What follows is a set of records; give them all back exactly.

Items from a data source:
==================================================
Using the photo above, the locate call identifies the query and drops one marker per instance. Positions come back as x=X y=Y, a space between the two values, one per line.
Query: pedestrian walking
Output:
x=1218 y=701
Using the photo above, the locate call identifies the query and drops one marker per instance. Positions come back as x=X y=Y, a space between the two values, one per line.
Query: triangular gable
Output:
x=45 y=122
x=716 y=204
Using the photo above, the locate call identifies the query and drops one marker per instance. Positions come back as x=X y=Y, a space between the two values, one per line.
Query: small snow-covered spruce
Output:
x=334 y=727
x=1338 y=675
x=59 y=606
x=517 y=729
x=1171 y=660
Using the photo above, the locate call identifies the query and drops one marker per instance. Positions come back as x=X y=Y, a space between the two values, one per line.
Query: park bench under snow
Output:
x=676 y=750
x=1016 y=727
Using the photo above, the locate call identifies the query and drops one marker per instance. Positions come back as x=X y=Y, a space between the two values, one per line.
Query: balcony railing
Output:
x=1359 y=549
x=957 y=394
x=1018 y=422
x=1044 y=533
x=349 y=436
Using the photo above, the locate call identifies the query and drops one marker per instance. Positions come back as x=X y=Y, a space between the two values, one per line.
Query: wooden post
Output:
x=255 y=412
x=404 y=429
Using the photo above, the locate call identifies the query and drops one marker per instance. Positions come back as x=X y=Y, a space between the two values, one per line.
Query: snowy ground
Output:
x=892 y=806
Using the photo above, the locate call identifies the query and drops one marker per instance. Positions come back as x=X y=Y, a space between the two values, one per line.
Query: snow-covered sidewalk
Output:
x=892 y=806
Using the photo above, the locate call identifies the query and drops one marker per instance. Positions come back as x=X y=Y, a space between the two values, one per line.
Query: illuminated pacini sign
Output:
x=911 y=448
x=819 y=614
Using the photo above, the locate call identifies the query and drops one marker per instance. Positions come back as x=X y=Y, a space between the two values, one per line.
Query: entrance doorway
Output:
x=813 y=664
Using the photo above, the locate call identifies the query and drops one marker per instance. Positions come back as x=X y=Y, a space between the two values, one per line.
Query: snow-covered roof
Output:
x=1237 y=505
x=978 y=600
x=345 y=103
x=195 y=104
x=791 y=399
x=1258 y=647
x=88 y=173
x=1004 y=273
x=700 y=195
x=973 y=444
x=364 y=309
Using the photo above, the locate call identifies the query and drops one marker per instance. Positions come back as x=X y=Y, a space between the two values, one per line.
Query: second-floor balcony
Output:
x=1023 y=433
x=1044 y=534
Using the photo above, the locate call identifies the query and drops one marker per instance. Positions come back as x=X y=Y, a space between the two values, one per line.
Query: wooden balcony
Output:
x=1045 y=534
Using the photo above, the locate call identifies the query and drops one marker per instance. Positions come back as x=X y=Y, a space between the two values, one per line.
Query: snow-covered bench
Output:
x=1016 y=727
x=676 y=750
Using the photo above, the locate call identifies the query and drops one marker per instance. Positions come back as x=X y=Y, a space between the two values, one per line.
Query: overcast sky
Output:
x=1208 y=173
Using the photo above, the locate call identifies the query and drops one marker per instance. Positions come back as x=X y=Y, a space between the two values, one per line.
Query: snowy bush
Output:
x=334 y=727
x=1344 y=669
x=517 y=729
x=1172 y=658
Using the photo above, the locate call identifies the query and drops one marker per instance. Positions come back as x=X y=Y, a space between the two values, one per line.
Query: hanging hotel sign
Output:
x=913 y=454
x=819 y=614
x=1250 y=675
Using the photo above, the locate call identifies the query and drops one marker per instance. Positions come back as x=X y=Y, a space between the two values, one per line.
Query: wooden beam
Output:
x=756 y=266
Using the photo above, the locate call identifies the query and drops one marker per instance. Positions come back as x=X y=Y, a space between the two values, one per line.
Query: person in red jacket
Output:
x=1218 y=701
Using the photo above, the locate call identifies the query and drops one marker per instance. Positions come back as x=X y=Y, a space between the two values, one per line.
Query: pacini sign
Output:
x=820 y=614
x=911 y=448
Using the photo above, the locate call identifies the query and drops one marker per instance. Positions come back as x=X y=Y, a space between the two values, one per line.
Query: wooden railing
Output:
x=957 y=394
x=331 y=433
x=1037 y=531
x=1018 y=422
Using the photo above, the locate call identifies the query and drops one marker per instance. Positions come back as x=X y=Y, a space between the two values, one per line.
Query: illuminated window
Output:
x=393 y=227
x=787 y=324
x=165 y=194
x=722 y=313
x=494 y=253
==================================================
TASK ANSWER:
Using the photo above, the locate call identifies the query and drops one marker per instance. Positions come back as x=X y=Y, a space between the two values, one per line.
Query: pedestrian walking
Output:
x=1218 y=701
Using the photo above, the locate call identifies the query and drops one marker per instance. Positions come back as x=X y=Y, a space between the two values, one per line.
Query: triangular gable
Output:
x=45 y=122
x=716 y=204
Using the photo above, the locate call identifies the query and drops one marker per instance. Positions come back as x=X y=Y, a space between the two values, one per line.
Query: small snow-covered spruce
Output:
x=334 y=727
x=1338 y=675
x=59 y=606
x=517 y=729
x=1171 y=660
Using the photo above, the locate call identifies the query and drops one marker per instance. Positions come back as x=X y=Y, a space between the two values, one per line.
Query: park bench under snow
Output:
x=676 y=750
x=1016 y=727
Using the photo above, the locate call identifies the query and drops one marker per instance. Positions come back as x=X y=Y, a space between the two values, one per line.
Query: balcony railing
Output:
x=1359 y=549
x=957 y=394
x=1018 y=422
x=1044 y=533
x=349 y=436
Using the photo above, the locate call identifies the query and drops one marker per instance. Positions come back as x=X y=Y, a space between the two values, one per line.
Query: wooden post
Output:
x=255 y=412
x=404 y=429
Using the photo above, the locate call identifies the query and drops one marker per instance. Positions come back as x=X y=Y, a space between the two values, one per line.
Query: snowy ground
Output:
x=892 y=806
Using the photo above, the locate call identifies the query and drops one marker per instance. Positions come back as x=X y=Y, a space between the two values, one per line.
Query: snow-covered sidewalk
Output:
x=892 y=806
Using the photo above, the locate call identifies the query and drops one marker per instance. Positions come back as x=X y=Y, a space between the two values, one per line.
Query: illuminated pacini sign
Output:
x=911 y=448
x=819 y=614
Using the photo above, the locate call identifies the query and drops one marker per instance. Positions come back as x=X y=Y, a space between the two values, one per line.
Query: entrance doorway
Output:
x=813 y=664
Using the photo above, the locate call identifies the query and drops one marker per instance. Positions come back as x=X y=Y, a space between the two values, one per line.
Query: snow-covered roof
Output:
x=1237 y=505
x=978 y=600
x=345 y=103
x=195 y=104
x=791 y=399
x=1258 y=647
x=88 y=173
x=1004 y=273
x=700 y=195
x=973 y=444
x=364 y=309
Using the photo above, the locate call identifies the query and drops one marker per instance. Positions come back as x=X y=Y, a space between the two values, one per line.
Query: second-floor balcony
Output:
x=1023 y=433
x=1044 y=534
Using the photo above, the locate call identifies the query and drops one marker per instance. Positions come back as x=X y=Y, a space between the two values, one per line.
Query: wooden balcony
Output:
x=1045 y=534
Using the photo above, the locate call identifies the query and drops one marker per instance. Positions come back as x=X y=Y, a space between the two values, one per line.
Query: snow-covered bench
Output:
x=1016 y=727
x=676 y=750
Using the photo above, the locate call identifies the query and drops one marker per instance. Positions come back as x=X y=Y, a space between the two values, one per line.
Query: overcast sky
Output:
x=1208 y=173
Using the photo above, the locate call identifies the query and drops one marker per instance. Positions come back as x=X y=Y, a space between the two values, one per line.
Query: snowy bush
Output:
x=334 y=727
x=1344 y=669
x=517 y=729
x=1172 y=658
Using the photo above, the locate call identifies the query and drops one marker per instance. Positions come back as x=X y=Y, a space between the two values, one per line.
Query: hanging hotel sign
Output:
x=913 y=454
x=819 y=614
x=1250 y=675
Using the photo above, the locate call identifies the query and drops one marker per instance. Positions come back as x=X y=Y, a space between the two values, one per line.
Query: wooden beam
Output:
x=756 y=266
Using the photo above, the locate call identifies the query and drops one marker per instance. Positions come back as x=X y=Y, a space between the two values, one per line.
Query: person in red jacket
Output:
x=1218 y=701
Using the photo above, the locate call identifies the query and drops one marker per instance. Positions come back as x=X y=Y, a space between the two values, one per line.
Query: pacini sign
Output:
x=820 y=614
x=911 y=448
Using the photo above, the locate call identifies the query and drops one marker per instance. Positions come back as x=X y=Y, a space between the two values, one per line.
Query: wooden railing
Output:
x=957 y=394
x=331 y=433
x=1037 y=531
x=1018 y=422
Using the photo above, the locate call identifies the query and drops one marker per instance. Positions come back as x=X y=Y, a space between the two values, one per line.
Query: illuminated window
Output:
x=393 y=227
x=787 y=324
x=165 y=194
x=722 y=313
x=494 y=253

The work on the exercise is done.